### Text extract
Joseph Memia Mburu v Republic [2020] KEHC 4353 (KLR) | Robbery With Violence | Esheria

Joseph Memia Mburu v Republic [2020] KEHC 4353 (KLR)

Full Case Text

REPUBLIC OF KENYA

IN THE HIGH COURT OF KENYA

AT NAKURU

CRIMINAL APPEAL NUMBER 32 OF 2017

JOSEPH MEMIA MBURU.....APPELLANT

-VERSUS-

REPUBLIC............................RESPONDENT

(Being an appeal against original conviction and sentence in Nakuru Criminal Case Number 2681 of 2013 by J. N. Nthuku (Senior Resident Magistrate) on the 22nd day of March, 2017)

J U D G M E N T

1. On 22nd March, 2017, the appellant herein Joseph Memia Mburu was convicted and sentenced to death for the offence of Robbery with Violence Contrary to Section 296 (2) of the Penal Code.

2. He, together with three others had been charged that on 26th July 2013 at Zaburi Shopping Centre Nakuru County jointly with others not before court robbed Peter Ndung’u Muturi of a motor vehicle registration number KBK 630Y Mitsubishi Lorry, two (2) mobile phones, Nokia Xi, a National Identity, Driving Licence, Equity and Co-op Bank ATM cards all valued Kshs. 7,006,300/=.  That at the time they were armed with a dangerous weapon, a pistol, and at, immediately before or immediately after the said robbery, threatened to use actual violence against the complainant.

3. The appellant was aggrieved and he filed petition of appeal on 10th November 2017 on the following grounds;

1. The trial magistrate erred in law and fact in convicting and sentencing the appellant yet no proper identification was established.

2.  The trial magistrate erred in law and in fact by failing to make a finding that the identification parade was flawed.

3.  The trial magistrate failed in law to evaluate the evidence adduced in court by the witnesses and make a finding that it was contradictory.

4.  The trial magistrate failed to make a finding that the arrest to the appellant was disputed.

5.  The trial magistrate erred in law and in fact by failing to consider the defence of alibi.

6.  The trial magistrate convicted and sentenced the appellant on suspicion.

### Objective 1
Gather every line of the rows that contains the string "building".

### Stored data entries
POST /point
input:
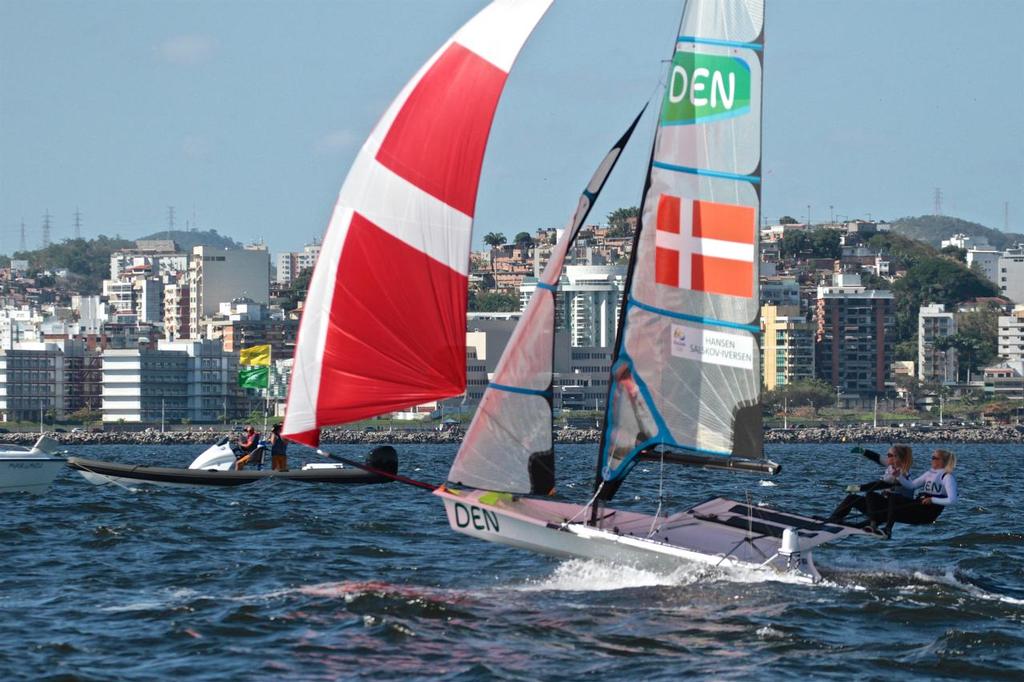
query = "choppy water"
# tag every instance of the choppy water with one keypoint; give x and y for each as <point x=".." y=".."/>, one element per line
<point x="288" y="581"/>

...

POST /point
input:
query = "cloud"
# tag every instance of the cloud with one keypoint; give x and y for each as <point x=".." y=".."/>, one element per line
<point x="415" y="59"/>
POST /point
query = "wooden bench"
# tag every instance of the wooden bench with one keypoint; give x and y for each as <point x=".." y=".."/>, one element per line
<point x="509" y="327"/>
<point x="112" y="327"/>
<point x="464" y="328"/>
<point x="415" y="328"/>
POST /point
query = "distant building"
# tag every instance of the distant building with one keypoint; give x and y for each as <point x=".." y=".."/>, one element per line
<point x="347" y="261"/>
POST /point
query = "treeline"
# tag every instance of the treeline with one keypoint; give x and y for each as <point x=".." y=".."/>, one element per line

### Objective 2
Pick up the robbery appeal judgment after its last sentence and keep writing it.

### Reply 1
query = "distant building"
# tag every instance of the distant building with one keypoint; give x and y for each as <point x=".." y=".."/>, one element per line

### Reply 2
7.  The trial magistrate erred in law and in fact by failing to come to a finding that the appellant was innocent and committed no offence.

8.  The trial magistrate was biased and erred in law by refusing to grant the appellant a right to a fair trial.

9.  The trial magistrate without any justification refused to consider the defence tendered by the appellant.

And Supplementary Grounds on 23rd March 2018.

1. THAT the learned trial Judge erred in law and fact in convicting the Appellant while relying on the contradicting evidence of the prosecution witnesses.

2. THAT the learned trial Judge erred in law and fact in convicting the Appellant and yet there was no eye witness and no proper identification of the Appellant.

3. THAT the learned trial Judge erred in law and fact in relying in the insufficient evidence of the prosecution and further that identification was not properly done.

4. THAT the learned trial magistrate erred in law and fact in overlooking the fact that the evidence relied on was not watertight to justify a conviction.

5. THAT the learned trial magistrate erred in law and fact in sentencing the appellant to life imprisonment which was excessive.

6. THAT the learned trial magistrate erred in law and fact by shifting the burden of proof to the appellant.

7. THAT the learned trial magistrate erred in law and fact in failing to consider the strong defence and submission by the Appellant.

His counsel filed written submissions on 9th May 2019 in which they set out eight (8) issues for determination.

1. Whether the learned trial magistrate erred in law and facts in convicting the appellant relying on the contradicting evidence of the prosecution witnesses.

2. That the learned trial magistrate erred in law and fact in convicting the appellant yet there was no eye witness and no proper identification of the appellant.

3. That the learned trial magistrate erred in law and facts by overlooking the fact that the evidence relied on was not watertight to justify the conviction.

4.  That the learned trial magistrate erred in law and fact in sentencing the appellant to life imprisonment which was excessive.

5.  Whether the learned trial magistrate erred in law and fact in sentencing the appellant to life imprisonment which was excessive.

6. Whether the learned trial magistrate erred in law and facts by shifting the burden of proof to the appellant.

7. Whether the learned trial magistrate erred in law and facts by failing to consider the strong defence and submissions by the appellant.

8. That the learned trial magistrate erred in both law and facts in misconstruing the circumstances of the arrest of the appellant in connecting him with the purported robbery committed on 26th July 2013 to one Peter Ndung’u Muturi, the appellant did not have nexus to this felony.

4. Mr. Mong’eri argued the appeal for the appellant.  He submitted that the appellant’s contention was identification was not proper.  Hence the appellant essentially collapsed his Grounds of Appeal to;

Identification

Failure of prosecution to prove ownership of motor vehicle

Defective charge sheet.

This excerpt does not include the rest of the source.